→ **Task**
Every entry must be transcribed exactly. Pictures are not part of the copy.

(Listed entries Opens)

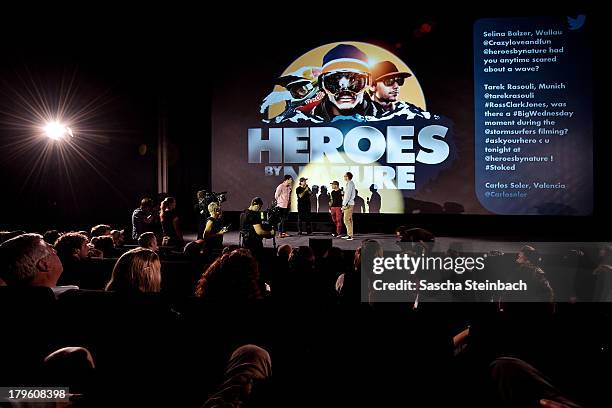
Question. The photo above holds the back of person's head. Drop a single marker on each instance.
(137, 270)
(19, 258)
(232, 277)
(194, 249)
(6, 235)
(284, 251)
(147, 240)
(51, 236)
(100, 230)
(302, 259)
(146, 203)
(69, 245)
(167, 203)
(105, 244)
(213, 207)
(118, 237)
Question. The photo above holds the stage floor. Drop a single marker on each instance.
(388, 242)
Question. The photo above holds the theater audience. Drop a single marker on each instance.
(100, 230)
(118, 238)
(73, 250)
(233, 277)
(51, 236)
(106, 245)
(27, 260)
(137, 270)
(148, 240)
(143, 218)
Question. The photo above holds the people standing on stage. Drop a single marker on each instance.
(304, 193)
(348, 202)
(201, 209)
(251, 229)
(335, 205)
(170, 223)
(283, 201)
(313, 199)
(214, 229)
(374, 202)
(323, 199)
(359, 203)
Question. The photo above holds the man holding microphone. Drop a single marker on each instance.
(303, 192)
(348, 202)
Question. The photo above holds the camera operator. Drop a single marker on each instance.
(143, 218)
(201, 209)
(283, 199)
(303, 192)
(251, 228)
(214, 229)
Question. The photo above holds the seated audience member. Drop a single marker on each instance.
(73, 250)
(100, 230)
(51, 236)
(232, 277)
(348, 285)
(118, 238)
(27, 260)
(137, 270)
(214, 230)
(195, 249)
(148, 240)
(519, 384)
(538, 287)
(106, 245)
(6, 235)
(248, 366)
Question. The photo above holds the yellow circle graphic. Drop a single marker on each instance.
(410, 92)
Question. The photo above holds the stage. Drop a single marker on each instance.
(388, 242)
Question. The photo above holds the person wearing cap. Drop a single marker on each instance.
(348, 202)
(335, 207)
(385, 90)
(386, 83)
(303, 192)
(345, 77)
(251, 230)
(282, 195)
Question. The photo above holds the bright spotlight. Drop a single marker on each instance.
(56, 131)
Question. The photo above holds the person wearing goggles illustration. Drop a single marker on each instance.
(345, 78)
(301, 94)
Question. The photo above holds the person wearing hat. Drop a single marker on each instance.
(335, 207)
(251, 229)
(386, 83)
(303, 192)
(345, 77)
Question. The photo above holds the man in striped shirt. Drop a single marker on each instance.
(283, 201)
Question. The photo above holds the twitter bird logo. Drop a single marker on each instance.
(576, 23)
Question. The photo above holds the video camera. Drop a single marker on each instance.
(271, 216)
(211, 196)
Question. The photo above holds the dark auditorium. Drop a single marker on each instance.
(297, 206)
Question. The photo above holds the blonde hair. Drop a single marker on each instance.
(138, 270)
(212, 207)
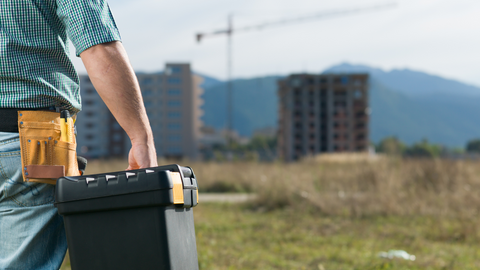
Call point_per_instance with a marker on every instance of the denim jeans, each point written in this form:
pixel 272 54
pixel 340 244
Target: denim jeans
pixel 32 234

(Listed entries Closes)

→ **Exercise answer**
Question. The photo above holds the back of person's head. Drop a single marker on each instance.
(137, 270)
(19, 258)
(232, 277)
(194, 249)
(6, 235)
(284, 251)
(147, 240)
(51, 236)
(100, 230)
(302, 259)
(146, 203)
(69, 245)
(167, 203)
(105, 244)
(213, 207)
(118, 237)
Question. The photo above holds the stage floor. Drop a single marker on each instance.
(388, 242)
Question. The photo above holds the theater audience. Drop a single marker on each instance.
(100, 230)
(118, 238)
(73, 250)
(233, 277)
(51, 236)
(106, 245)
(27, 260)
(137, 270)
(148, 240)
(143, 218)
Question. The photo above holds the people standing on stage. Drop a single marker on each instance.
(304, 193)
(348, 202)
(201, 209)
(251, 229)
(335, 205)
(170, 223)
(283, 201)
(313, 199)
(214, 229)
(374, 202)
(323, 199)
(359, 203)
Question. The photo above holds the man holding microphone. Drop a single marker on each instance.
(303, 192)
(348, 202)
Question. The photo above holds the camera operator. Drop a single marker on each instance.
(143, 218)
(201, 209)
(283, 199)
(303, 192)
(251, 228)
(214, 229)
Question. The photo above holds the seated audience member. Drop a single marker on each instance.
(73, 250)
(100, 230)
(51, 236)
(232, 277)
(348, 285)
(118, 238)
(27, 260)
(137, 270)
(214, 230)
(195, 249)
(148, 240)
(519, 384)
(538, 287)
(106, 245)
(6, 235)
(248, 366)
Question. The photo above holds the yellow circle graphic. Drop a single marker on each instance.
(410, 92)
Question. The photo above holds the stage. Drop a single marker on each instance.
(388, 242)
Question. The photo above holds the person wearing cap. Drop a single marker on each instance.
(348, 202)
(335, 207)
(385, 90)
(386, 83)
(303, 192)
(345, 77)
(251, 230)
(282, 195)
Question. The photo above holds the bright spotlight. Drop a single marker on each instance.
(56, 131)
Question. The photo above holds the person wearing goggles illustration. Drop a single marker on each instance.
(345, 78)
(301, 94)
Question. The photo above holds the person wearing hat. Drop a single marker on each instance.
(335, 207)
(251, 229)
(386, 83)
(303, 192)
(345, 77)
Question. The photo above holds the man in striped shirt. Drop a single marker on each instance.
(283, 201)
Question. The photo above holds the twitter bird logo. Drop a single marker on each instance.
(576, 23)
Question. The photo above holds the video camera. Drop a single marker on each instance.
(271, 216)
(211, 196)
Question. The photo above holds the dark auditorium. Drop a single marker on each instance.
(297, 206)
Question. The photo above holds the blonde hair. Drop a single marker on each instance.
(138, 270)
(212, 207)
Call point_per_instance with a marker on every instance of the denim jeans, each point written in this form:
pixel 272 54
pixel 340 244
Target: denim jeans
pixel 32 234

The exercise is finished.